▶ _Exercise_
Print all the records exactly, please.

▶ _Supplied records_
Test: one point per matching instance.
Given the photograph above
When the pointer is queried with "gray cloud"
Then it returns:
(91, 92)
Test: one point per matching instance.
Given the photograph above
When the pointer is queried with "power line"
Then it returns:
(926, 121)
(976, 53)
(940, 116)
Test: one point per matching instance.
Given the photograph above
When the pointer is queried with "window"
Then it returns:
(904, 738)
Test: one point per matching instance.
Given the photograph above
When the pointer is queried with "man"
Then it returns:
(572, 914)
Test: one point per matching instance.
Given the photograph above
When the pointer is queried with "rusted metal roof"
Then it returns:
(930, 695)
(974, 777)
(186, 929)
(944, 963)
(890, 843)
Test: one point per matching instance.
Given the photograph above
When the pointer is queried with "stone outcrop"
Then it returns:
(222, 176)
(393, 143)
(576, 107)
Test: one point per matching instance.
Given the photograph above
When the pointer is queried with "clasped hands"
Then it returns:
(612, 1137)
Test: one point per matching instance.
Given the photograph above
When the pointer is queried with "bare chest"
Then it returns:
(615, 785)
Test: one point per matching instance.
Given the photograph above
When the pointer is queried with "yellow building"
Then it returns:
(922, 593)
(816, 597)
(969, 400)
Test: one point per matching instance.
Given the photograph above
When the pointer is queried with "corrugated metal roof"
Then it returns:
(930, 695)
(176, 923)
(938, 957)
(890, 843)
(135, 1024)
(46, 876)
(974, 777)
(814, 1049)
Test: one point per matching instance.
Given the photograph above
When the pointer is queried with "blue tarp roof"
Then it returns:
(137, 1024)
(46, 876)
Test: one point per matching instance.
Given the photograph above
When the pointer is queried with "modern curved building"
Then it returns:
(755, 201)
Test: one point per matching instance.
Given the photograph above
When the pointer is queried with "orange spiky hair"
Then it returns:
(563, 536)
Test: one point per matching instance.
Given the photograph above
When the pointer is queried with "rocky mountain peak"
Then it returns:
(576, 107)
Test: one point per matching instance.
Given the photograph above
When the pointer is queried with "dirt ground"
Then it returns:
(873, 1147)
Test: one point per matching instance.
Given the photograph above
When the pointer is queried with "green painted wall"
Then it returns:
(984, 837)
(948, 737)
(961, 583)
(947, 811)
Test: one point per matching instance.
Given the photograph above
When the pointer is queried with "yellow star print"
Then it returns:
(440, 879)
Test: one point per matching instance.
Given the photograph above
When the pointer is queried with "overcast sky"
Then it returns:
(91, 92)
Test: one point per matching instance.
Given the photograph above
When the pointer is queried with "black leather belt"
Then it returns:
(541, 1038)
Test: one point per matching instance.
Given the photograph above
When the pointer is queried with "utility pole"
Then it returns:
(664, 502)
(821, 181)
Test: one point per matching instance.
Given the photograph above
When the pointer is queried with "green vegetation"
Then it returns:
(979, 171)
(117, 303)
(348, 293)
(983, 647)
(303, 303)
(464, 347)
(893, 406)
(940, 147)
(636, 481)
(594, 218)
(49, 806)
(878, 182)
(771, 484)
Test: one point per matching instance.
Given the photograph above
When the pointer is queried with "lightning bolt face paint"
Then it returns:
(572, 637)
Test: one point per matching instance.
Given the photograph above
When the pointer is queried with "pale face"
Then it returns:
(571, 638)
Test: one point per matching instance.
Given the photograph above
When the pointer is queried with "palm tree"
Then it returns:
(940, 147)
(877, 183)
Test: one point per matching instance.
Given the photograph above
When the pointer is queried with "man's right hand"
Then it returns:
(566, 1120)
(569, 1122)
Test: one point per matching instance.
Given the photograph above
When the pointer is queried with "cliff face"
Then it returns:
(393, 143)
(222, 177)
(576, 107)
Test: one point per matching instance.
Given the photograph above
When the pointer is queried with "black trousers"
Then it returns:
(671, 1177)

▶ _Response_
Test: one point per matching instance.
Given the photograph above
When the pointer is queried with "gray cloud"
Then it returns:
(91, 92)
Test: one point per matching instance.
Given the photograph above
When the pointer is queried with "power line"
Then it returns:
(926, 121)
(976, 53)
(940, 116)
Test: one point per matching instance.
Given the photograph above
When the pointer is queried with "window"
Then it returns:
(904, 738)
Test: one point per matching instance.
Given the photograph above
When the pointer is queried with "man"
Then it returns:
(572, 914)
Test: one point per matching instance.
Given the photograph above
When the pointer is queried with "rusted metal roof"
Then it returns:
(930, 695)
(974, 777)
(186, 929)
(944, 963)
(890, 843)
Test: one point per matching instance.
Given the photograph above
When the pointer is queried with "stone outcrop"
Then it returns:
(222, 176)
(393, 143)
(576, 107)
Test: one point per matching instance.
Given the photograph above
When the pointer is queried with "clasped hands"
Then it returns:
(612, 1137)
Test: one point per matching instance.
Given the photograph above
When the pointer is queried with "bare chest"
Then it returns:
(615, 785)
Test: one point per matching instance.
Given the photograph above
When the pointer is queried with "yellow building"
Then it returns:
(922, 593)
(816, 597)
(969, 400)
Test: one point per matching instance.
Given the photograph above
When the pointer is queried with "corrugated metal roof"
Then it returns:
(930, 695)
(176, 923)
(938, 957)
(890, 843)
(135, 1024)
(46, 876)
(974, 777)
(814, 1049)
Test: one point per matching instance.
Given the photograph above
When the pointer is queried with "blue tarp roof"
Then it returns:
(137, 1024)
(46, 876)
Test: one point per matching instance.
Given the photograph above
When the pointer is queried with "modern curved building"
Then it returns:
(755, 201)
Test: one point per matching instance.
Given the photograph above
When the pointer is queried with "orange spiky hair"
Then it returns:
(563, 536)
Test: one point per matching instance.
Given the photograph above
When the pointer is queried with "rocky mountain peak"
Then it returns:
(576, 107)
Test: one point per matching instance.
Given the photograph above
When the pointer is queried with "dirt ground"
Then it returns:
(873, 1147)
Test: one point per matching instance.
Given the photograph above
When the pointer is queried with "green painted wall"
Then it returns:
(984, 837)
(948, 737)
(961, 583)
(947, 811)
Test: one point per matching instance.
Given the photograph above
When the pointer is queried with "yellow star print"
Then it returns:
(440, 879)
Test: one point per matching instance.
Given the photograph above
When the pointer is queried with "overcast sky"
Then it returns:
(91, 92)
Test: one point per matching instance.
Given the photograph above
When the pointer is queried with "black leather belt"
Then it returns:
(541, 1038)
Test: one point per matching instance.
Given the photograph above
When the pointer is queried with "utility pole"
Then it returns:
(664, 502)
(821, 181)
Test: one point per matching instance.
Given the photograph above
When the pointer is queried with "green vegetation"
Then it returns:
(979, 171)
(117, 303)
(348, 293)
(983, 647)
(303, 303)
(464, 347)
(893, 406)
(940, 147)
(636, 481)
(594, 218)
(49, 806)
(878, 182)
(771, 484)
Test: one point per matching instance.
Given the photograph above
When the pointer is queried with "lightning bolt face paint"
Then it returns:
(572, 637)
Test: one point per matching instance.
Given the photograph above
When the pointer is queried with "pale face"
Then it returns:
(571, 638)
Test: one point per matching instance.
Given the photograph above
When the pointer is queried with "palm tree"
Then it returns:
(940, 147)
(877, 183)
Test: one point per matching instance.
Given the photograph above
When the pointer is queried with "man's right hand"
Then it returns:
(566, 1120)
(569, 1122)
Test: one point per matching instance.
Given the photograph above
When the pointer is queried with "cliff face"
Then it returns:
(393, 143)
(222, 177)
(576, 107)
Test: one point per matching instance.
Given the photograph above
When the pointer is queried with "black trousers"
Then it returns:
(671, 1177)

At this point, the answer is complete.